#### Exercise material ####
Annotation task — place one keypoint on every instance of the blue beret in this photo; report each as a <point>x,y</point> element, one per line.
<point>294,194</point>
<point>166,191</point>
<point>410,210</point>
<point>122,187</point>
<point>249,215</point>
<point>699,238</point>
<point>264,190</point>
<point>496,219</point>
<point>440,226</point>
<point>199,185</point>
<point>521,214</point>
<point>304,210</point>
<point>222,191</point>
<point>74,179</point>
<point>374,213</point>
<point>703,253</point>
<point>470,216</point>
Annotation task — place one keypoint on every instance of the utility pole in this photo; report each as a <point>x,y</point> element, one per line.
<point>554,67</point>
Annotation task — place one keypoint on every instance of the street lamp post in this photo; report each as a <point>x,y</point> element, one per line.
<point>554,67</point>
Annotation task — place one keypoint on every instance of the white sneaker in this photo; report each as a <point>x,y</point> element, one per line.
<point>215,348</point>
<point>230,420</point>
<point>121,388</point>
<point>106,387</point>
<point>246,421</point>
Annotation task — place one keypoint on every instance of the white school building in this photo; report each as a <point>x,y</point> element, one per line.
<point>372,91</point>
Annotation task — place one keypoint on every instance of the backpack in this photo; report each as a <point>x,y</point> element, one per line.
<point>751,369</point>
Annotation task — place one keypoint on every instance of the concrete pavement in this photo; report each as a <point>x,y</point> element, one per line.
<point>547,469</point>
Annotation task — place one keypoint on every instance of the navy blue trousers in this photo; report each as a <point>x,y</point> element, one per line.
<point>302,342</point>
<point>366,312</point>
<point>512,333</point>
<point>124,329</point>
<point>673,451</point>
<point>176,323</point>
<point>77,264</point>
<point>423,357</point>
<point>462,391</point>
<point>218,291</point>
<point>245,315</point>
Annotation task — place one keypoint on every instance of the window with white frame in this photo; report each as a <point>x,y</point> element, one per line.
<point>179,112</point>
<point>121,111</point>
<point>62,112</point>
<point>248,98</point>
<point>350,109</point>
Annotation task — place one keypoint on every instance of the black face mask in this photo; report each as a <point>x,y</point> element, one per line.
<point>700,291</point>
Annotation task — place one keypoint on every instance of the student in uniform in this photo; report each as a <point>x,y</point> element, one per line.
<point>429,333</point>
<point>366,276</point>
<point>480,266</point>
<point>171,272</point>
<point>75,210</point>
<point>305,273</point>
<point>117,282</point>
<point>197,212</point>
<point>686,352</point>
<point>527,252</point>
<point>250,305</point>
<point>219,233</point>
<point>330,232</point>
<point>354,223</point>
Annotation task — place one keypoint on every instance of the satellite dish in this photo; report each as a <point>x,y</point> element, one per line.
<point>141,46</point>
####
**Written exercise**.
Write out every line of the records above as a JSON list of strings, one string per line, leaving out blank lines.

**Exercise output**.
[
  "Annotation task — place one keypoint on every instance of the blue beret in this photo; report each as a <point>x,y</point> element, one per line.",
  "<point>294,194</point>",
  "<point>166,191</point>",
  "<point>410,210</point>",
  "<point>122,187</point>",
  "<point>249,215</point>",
  "<point>699,238</point>",
  "<point>264,190</point>",
  "<point>496,219</point>",
  "<point>440,226</point>",
  "<point>199,185</point>",
  "<point>521,214</point>",
  "<point>304,210</point>",
  "<point>222,191</point>",
  "<point>74,179</point>",
  "<point>374,213</point>",
  "<point>703,253</point>",
  "<point>470,216</point>",
  "Annotation task — place one keypoint on every instance of the utility pole in this photo; report each as a <point>x,y</point> element, one per line.",
  "<point>554,67</point>",
  "Annotation task — place one keypoint on every instance of the street lamp post in this photo; report each as a <point>x,y</point> element, one per line.",
  "<point>554,67</point>",
  "Annotation task — place one keypoint on every instance of the white sneaker in this photo; report each as a <point>x,y</point> element, one per line.",
  "<point>215,348</point>",
  "<point>230,420</point>",
  "<point>121,388</point>",
  "<point>106,387</point>",
  "<point>246,421</point>",
  "Annotation task — place one keypoint on every instance of the white school building in this photo; report each as a <point>x,y</point> element, one per line.",
  "<point>372,91</point>",
  "Annotation task — place one keypoint on every instance of the backpack in this photo; report each as a <point>x,y</point> element, one per line.",
  "<point>751,369</point>",
  "Annotation task — place one keypoint on every instance of the concrete pavement in this photo; report each as a <point>x,y</point> element, one per line.",
  "<point>547,469</point>",
  "Annotation task — place one keypoint on every instance of the navy blue trousers in this photo; report each as a <point>x,y</point> element, one per line.",
  "<point>302,342</point>",
  "<point>366,312</point>",
  "<point>512,333</point>",
  "<point>124,329</point>",
  "<point>673,451</point>",
  "<point>176,323</point>",
  "<point>77,264</point>",
  "<point>423,357</point>",
  "<point>462,391</point>",
  "<point>218,291</point>",
  "<point>245,315</point>",
  "Annotation task — place one keypoint on every instance of the window with white frame in this photo; report each as a <point>x,y</point> element, one per line.",
  "<point>179,112</point>",
  "<point>121,111</point>",
  "<point>62,112</point>",
  "<point>248,98</point>",
  "<point>350,109</point>",
  "Annotation task — place one keypoint on every instance of the black face mask in this photo; report each as a <point>x,y</point> element, one per line.",
  "<point>700,291</point>",
  "Annotation task — place one keypoint on every instance of the student in uniform in this photo; report each as a <point>x,y</point> element, one per line.",
  "<point>429,333</point>",
  "<point>366,276</point>",
  "<point>480,266</point>",
  "<point>171,272</point>",
  "<point>75,210</point>",
  "<point>305,273</point>",
  "<point>117,282</point>",
  "<point>197,212</point>",
  "<point>686,352</point>",
  "<point>527,252</point>",
  "<point>250,305</point>",
  "<point>219,233</point>",
  "<point>330,232</point>",
  "<point>354,223</point>",
  "Annotation task — place one keypoint on every instance of the satellite dish in this photo; report each as a <point>x,y</point> element, one per line.",
  "<point>141,46</point>"
]